» **Your objective**
The answer must be every line of the records below that holds the word "segment".

Start of Material supplied

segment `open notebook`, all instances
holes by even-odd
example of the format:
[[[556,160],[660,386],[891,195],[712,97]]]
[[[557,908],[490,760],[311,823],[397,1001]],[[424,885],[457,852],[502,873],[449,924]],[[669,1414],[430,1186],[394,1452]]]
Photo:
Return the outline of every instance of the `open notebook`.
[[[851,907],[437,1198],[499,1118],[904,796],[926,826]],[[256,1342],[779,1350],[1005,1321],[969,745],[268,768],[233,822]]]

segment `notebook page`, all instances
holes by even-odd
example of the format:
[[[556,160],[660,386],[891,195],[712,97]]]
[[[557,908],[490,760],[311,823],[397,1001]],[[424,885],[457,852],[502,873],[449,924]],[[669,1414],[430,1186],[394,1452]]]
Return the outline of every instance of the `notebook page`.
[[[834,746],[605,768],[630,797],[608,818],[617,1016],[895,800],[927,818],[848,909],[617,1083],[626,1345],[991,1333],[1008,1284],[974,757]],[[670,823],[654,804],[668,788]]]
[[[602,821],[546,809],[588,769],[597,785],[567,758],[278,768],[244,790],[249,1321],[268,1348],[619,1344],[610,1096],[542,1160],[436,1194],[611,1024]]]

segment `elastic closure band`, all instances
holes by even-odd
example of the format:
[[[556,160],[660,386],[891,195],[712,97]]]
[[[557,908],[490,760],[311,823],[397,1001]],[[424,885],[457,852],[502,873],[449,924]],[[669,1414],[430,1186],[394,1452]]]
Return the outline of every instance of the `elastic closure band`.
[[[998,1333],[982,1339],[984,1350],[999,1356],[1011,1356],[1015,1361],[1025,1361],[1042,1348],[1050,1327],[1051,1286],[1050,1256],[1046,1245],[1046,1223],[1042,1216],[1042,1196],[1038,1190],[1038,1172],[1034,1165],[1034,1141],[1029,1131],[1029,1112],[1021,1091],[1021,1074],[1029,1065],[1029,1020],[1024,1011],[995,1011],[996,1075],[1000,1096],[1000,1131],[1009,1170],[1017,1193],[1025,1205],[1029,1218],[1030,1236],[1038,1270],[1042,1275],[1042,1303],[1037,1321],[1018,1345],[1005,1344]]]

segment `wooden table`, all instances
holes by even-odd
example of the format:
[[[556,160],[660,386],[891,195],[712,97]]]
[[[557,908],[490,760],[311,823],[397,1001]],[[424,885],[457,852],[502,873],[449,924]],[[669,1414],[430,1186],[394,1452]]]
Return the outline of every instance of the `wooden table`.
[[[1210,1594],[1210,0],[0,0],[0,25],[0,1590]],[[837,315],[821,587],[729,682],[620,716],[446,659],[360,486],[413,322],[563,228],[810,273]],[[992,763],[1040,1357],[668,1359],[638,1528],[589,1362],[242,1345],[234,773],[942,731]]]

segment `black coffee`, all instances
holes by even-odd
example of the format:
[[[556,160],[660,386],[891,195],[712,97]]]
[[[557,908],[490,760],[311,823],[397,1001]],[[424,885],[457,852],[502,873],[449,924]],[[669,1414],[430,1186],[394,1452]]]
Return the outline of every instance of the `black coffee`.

End of Material supplied

» **Answer to this problem**
segment `open notebook`, all instances
segment `notebook page`, all instances
segment `elastic closure band`, all instances
segment `wooden table`, all instances
segment `black coffee`, all instances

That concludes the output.